Material provided.
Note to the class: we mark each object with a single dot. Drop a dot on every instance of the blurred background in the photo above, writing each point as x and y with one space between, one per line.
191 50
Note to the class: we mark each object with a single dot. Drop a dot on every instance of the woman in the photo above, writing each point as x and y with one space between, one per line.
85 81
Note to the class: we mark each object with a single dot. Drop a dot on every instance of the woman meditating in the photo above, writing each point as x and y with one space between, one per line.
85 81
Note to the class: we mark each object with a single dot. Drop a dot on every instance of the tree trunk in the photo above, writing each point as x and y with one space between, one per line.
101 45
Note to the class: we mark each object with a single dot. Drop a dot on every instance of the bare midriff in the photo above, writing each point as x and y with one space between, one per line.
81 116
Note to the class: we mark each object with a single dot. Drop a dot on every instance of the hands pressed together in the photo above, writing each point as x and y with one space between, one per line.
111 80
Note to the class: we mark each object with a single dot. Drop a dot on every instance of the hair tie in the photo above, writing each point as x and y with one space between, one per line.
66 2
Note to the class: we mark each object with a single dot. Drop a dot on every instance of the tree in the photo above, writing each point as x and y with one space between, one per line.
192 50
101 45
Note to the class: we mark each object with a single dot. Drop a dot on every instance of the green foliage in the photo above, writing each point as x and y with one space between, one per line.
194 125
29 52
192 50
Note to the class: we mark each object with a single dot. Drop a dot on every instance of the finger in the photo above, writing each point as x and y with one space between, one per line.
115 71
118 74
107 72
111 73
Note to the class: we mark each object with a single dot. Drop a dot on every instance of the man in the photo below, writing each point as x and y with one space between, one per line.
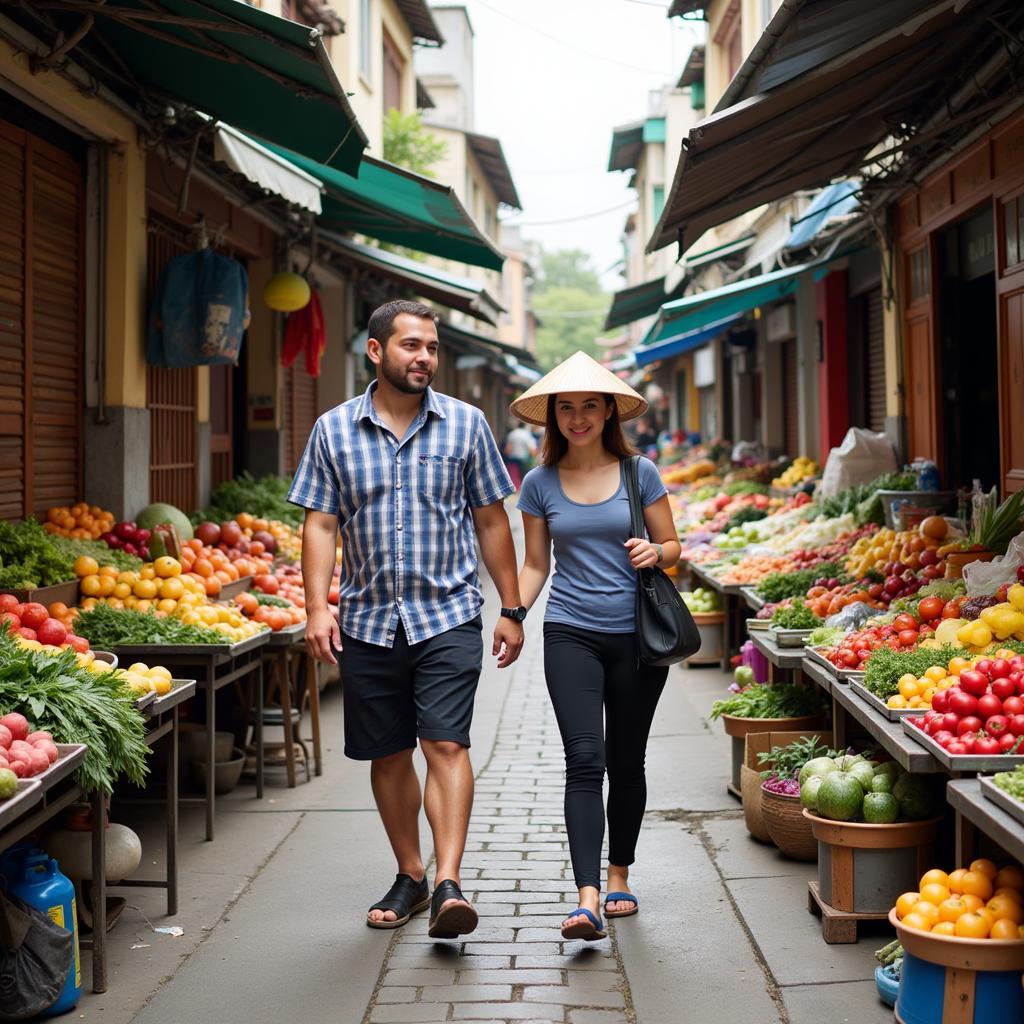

Goal of the exercise.
Your answer must be the lines from the one containing "the tree in" through the final line of the entries, duplicated exactly, with both ends kept and all pictures left out.

Answer to the problem.
Note to the class: we mark each object with a single dot. Drop a dot on every instance of the tree in the photo above, writing each point as x and y with one space between, one per line.
192 50
101 45
Note to the class: we mark each object with a single dot. Drop a dot on every instance of the green foliage in the photo above, writing each point as x and y with one space between, one per line.
194 125
29 52
192 50
Note to the class: we mark each object with a single dot. Drop a dot on every instance of the finger in the photo above, writing each point as x and y with one space between, one per line.
115 71
118 74
107 72
111 73
Note to the class: we mark each object with a single dot. Drop a dot on every instance of the man in the photo below, writing each point as x and y with one space between, one per line.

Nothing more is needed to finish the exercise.